Dataset rows on where objects appear:
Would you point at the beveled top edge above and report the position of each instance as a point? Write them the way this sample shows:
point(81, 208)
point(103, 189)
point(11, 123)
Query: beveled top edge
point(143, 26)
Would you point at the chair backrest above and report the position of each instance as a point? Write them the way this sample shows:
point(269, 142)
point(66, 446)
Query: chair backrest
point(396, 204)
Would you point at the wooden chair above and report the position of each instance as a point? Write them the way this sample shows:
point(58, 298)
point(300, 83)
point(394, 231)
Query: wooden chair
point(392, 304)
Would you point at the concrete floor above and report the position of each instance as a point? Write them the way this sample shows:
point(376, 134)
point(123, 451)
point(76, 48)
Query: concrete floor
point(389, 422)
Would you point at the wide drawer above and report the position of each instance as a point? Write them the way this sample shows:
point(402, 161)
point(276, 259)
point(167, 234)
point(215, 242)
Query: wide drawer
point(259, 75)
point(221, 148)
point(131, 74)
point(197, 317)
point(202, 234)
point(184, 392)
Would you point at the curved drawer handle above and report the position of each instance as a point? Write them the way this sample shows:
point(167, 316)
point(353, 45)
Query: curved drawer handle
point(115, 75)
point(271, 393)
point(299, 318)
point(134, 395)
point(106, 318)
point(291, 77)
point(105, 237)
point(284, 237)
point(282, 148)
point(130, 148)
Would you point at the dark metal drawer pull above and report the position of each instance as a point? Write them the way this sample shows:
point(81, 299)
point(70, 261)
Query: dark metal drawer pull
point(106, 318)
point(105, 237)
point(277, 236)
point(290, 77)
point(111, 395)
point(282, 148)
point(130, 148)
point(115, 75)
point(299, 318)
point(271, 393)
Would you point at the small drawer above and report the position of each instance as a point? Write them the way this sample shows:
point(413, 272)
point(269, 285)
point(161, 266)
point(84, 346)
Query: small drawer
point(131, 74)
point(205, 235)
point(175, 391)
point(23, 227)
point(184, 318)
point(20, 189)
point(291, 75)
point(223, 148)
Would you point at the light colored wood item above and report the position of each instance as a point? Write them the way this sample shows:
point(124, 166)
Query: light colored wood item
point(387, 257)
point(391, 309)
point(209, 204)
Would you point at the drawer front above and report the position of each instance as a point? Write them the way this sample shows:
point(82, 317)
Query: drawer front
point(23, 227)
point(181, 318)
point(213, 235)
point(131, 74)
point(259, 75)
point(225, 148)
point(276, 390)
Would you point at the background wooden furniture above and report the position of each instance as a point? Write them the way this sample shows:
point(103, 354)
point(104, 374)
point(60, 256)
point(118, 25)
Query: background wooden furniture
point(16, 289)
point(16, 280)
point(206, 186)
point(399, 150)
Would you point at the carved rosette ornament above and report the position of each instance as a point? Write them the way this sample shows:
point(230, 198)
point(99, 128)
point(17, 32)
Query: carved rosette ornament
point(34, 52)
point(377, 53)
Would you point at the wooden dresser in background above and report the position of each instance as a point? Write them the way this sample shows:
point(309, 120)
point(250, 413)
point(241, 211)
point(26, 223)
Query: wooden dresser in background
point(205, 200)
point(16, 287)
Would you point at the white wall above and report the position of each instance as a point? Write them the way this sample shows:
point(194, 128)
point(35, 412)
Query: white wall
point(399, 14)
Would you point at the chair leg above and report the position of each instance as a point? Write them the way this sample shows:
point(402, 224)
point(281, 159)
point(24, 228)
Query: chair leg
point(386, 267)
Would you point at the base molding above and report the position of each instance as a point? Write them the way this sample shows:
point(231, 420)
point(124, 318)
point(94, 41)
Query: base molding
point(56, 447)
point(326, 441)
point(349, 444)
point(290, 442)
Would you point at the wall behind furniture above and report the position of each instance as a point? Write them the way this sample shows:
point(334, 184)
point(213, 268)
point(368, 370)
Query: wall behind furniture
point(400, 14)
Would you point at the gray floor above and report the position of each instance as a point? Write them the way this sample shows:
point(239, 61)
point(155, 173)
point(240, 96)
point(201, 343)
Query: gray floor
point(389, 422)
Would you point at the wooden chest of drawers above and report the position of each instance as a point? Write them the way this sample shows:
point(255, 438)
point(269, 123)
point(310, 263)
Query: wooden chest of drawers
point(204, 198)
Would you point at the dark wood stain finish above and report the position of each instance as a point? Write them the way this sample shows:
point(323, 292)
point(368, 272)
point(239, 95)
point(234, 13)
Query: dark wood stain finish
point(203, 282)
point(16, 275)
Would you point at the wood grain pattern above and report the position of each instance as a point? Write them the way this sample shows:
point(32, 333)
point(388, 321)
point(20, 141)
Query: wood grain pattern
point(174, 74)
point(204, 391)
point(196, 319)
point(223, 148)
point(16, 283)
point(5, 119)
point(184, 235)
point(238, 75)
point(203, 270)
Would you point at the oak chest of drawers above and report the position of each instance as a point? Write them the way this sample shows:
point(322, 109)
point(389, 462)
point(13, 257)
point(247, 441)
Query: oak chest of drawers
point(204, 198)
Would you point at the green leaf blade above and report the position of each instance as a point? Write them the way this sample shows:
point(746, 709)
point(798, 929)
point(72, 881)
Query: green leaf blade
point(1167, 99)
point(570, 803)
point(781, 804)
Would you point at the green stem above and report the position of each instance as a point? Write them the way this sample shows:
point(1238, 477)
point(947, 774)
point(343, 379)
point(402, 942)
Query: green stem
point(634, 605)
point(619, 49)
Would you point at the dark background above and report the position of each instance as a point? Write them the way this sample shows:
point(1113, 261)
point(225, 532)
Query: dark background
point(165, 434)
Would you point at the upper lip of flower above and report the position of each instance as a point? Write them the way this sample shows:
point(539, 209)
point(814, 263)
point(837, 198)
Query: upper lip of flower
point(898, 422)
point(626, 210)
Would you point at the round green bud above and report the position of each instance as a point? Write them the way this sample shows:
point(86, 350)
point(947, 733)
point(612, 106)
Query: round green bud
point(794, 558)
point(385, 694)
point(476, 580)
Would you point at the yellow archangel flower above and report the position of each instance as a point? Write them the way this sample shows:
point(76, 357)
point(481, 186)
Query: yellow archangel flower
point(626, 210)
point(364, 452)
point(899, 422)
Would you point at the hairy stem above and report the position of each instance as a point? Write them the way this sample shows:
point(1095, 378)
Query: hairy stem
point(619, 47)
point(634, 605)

▶ [Required task]:
Copy the stretch of the items from the line containing "Would you point at the carved" through the line containing "point(400, 14)", reproducing each line without any change.

▶ [Output of the exercise]:
Would you point at the carved rosette ornament above and report the position of each instance as a point? Write them the way this sample shows:
point(230, 198)
point(99, 128)
point(17, 32)
Query: carved rosette ornament
point(34, 52)
point(377, 53)
Would you point at the wooden dresser in background above and report the position of each instance as a point? Write them the way this sample shows:
point(309, 120)
point(250, 413)
point(241, 211)
point(26, 223)
Query: wooden dresser in background
point(205, 200)
point(16, 287)
Would you point at the white wall above and report the position of each instance as a point? Write them the way this sample shows:
point(194, 128)
point(35, 412)
Query: white wall
point(399, 14)
Would you point at the chair leg above and report the position of each instance as a point? Write them the way this sample shows:
point(402, 224)
point(281, 159)
point(24, 228)
Query: chair leg
point(386, 267)
Would you point at the base molding above and report the position of each instance as a point? Write them the way this sample shows:
point(231, 420)
point(124, 318)
point(94, 41)
Query: base molding
point(56, 447)
point(326, 441)
point(349, 444)
point(290, 442)
Would you point at the wall behind furniture above and report the position of each instance as a point? Write them the way this sample shows:
point(334, 184)
point(213, 268)
point(368, 370)
Query: wall behind furniture
point(400, 14)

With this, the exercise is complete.